▶ _Document text_
Regarding performance, speculative decoding already achieves a significant speedup, and transferring embeddings through host memory is not the bottleneck. Even if we avoided the host-memory round trip, the benefit would likely be negligible. For example, the current Eagle3 and DFlash PRs both transfer via host memory and still show significant speedups.

Especailly for multi-sequences use case, keeping the embeddings directly on the GPU could consume a substantial amount of VRAM.

We need to make sure we transfer ubatch embeddings rather than the full batch embeddings, and consume each ubatch immediately once it arrives in the draft context. This way, we can avoid OOM issues.

I think for PP it matters a lot

Right. But with PP, layers are split across different GPUs. For example, suppose Eagle3 needs features from layer 1 and layer 2, where layer 1 is on GPU0 and layer 2 is on GPU1. I assume the draft model will also be placed on each GPU, since it is small and does not make much sense to split it across GPUs.

▶ _Information shown_
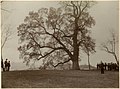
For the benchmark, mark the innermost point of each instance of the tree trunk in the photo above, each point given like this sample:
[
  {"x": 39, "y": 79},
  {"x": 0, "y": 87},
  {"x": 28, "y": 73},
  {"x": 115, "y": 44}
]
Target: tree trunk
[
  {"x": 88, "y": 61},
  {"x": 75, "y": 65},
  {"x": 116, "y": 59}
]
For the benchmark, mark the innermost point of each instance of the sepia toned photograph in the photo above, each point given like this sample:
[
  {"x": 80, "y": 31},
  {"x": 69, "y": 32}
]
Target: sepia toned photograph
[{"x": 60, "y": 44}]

==

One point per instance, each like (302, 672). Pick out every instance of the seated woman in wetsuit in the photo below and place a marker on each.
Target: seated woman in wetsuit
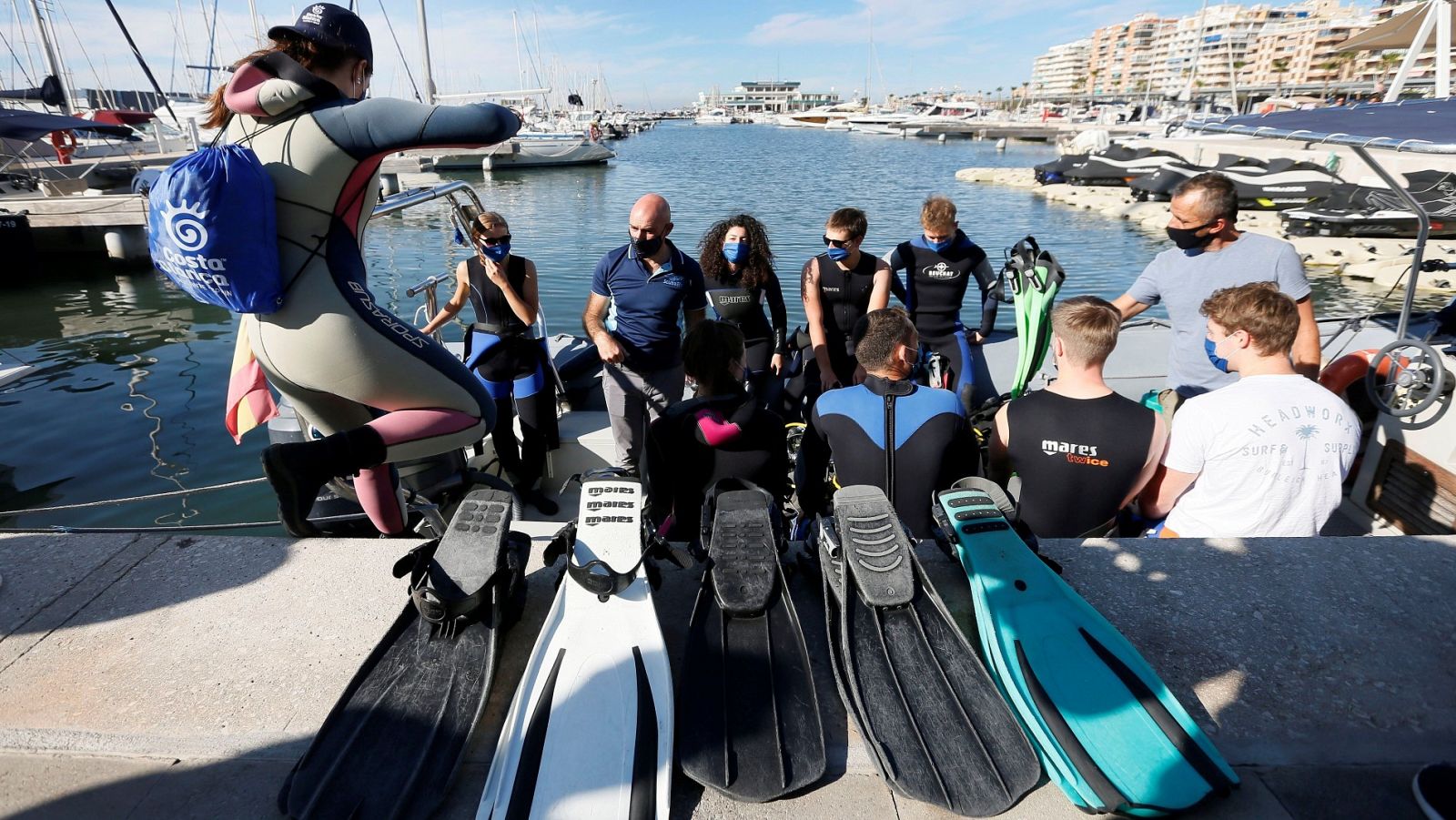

--

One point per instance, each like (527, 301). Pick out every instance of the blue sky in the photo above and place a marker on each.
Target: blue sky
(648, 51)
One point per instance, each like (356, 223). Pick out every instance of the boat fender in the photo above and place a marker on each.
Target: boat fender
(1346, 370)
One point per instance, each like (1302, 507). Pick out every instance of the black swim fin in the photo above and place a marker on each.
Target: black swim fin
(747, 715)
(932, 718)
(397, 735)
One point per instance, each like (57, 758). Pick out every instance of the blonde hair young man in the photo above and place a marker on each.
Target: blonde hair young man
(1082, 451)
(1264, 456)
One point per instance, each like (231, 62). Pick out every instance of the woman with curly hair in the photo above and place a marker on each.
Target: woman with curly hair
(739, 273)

▶ _Tasks to perform_
1 – Quote the passage of the speculative decoding discussion that begins at the words "Regarding performance, speculative" and stops after "show significant speedups.".
2 – Answer these questions using the speculative decoding discussion:
(a) Which two PRs are given as transferring via host memory while still showing significant speedups?
(b) What kind of embeddings should be transferred instead of the full batch embeddings?
(c) In the PP example, which GPU holds layer 2?
3 – Proceed with the speculative decoding discussion from the point where it stops.
The data bears no relation to the speculative decoding discussion.

▶ _The answers_
1 –
Regarding performance, speculative decoding already achieves a significant speedup, and transferring embeddings through host memory is not the bottleneck. Even if we avoided the host-memory round trip, the benefit would likely be negligible. For example, the current Eagle3 and DFlash PRs both transfer via host memory and still show significant speedups.

2 –
(a) The Eagle3 and DFlash PRs.
(b) Ubatch embeddings.
(c) GPU1.

3 –
In this case, how do we obtain the required features? I guess we would also need to go through host memory, right?

Yes host memory is fine for now, we can look at optimising it later

I feel option 2 is a more elegant way to handle this. We can also keep the host-copy or device-copy logic behind llama_set_input_embeddings.

llama_decode(ctx_tgt); ggml_tensor * embd_src = llama_get_pre_norm_embeddings(ctx_tgt); llama_set_input_embeddings(ctx_dft, embd_src); llama_decode(ctx_dft);

BTW @ggerganov there is a subtlety which is that we need to store previous batch's last token embeddings and pair them up with current batch shifted by 1, this is because MTP is conditioned via $$h_{t-1}, x_{t}$$, not sure if this exists in other speculative methods as well but I think it does. It makes quite a large difference to acceptance at larger context so it is important to have this I think

Hm, yes it's the same. What embeddings do we use for the very first token x_0?

I treat just as 0 for MTP, I think that's a reasonable choice

ruixiang63 · 2026-05-08T17:40:27Z

A question came to mind about the draft enc-dec context: how do we handle the draft model encoder → decoder embedding transfer in the multi-slot case?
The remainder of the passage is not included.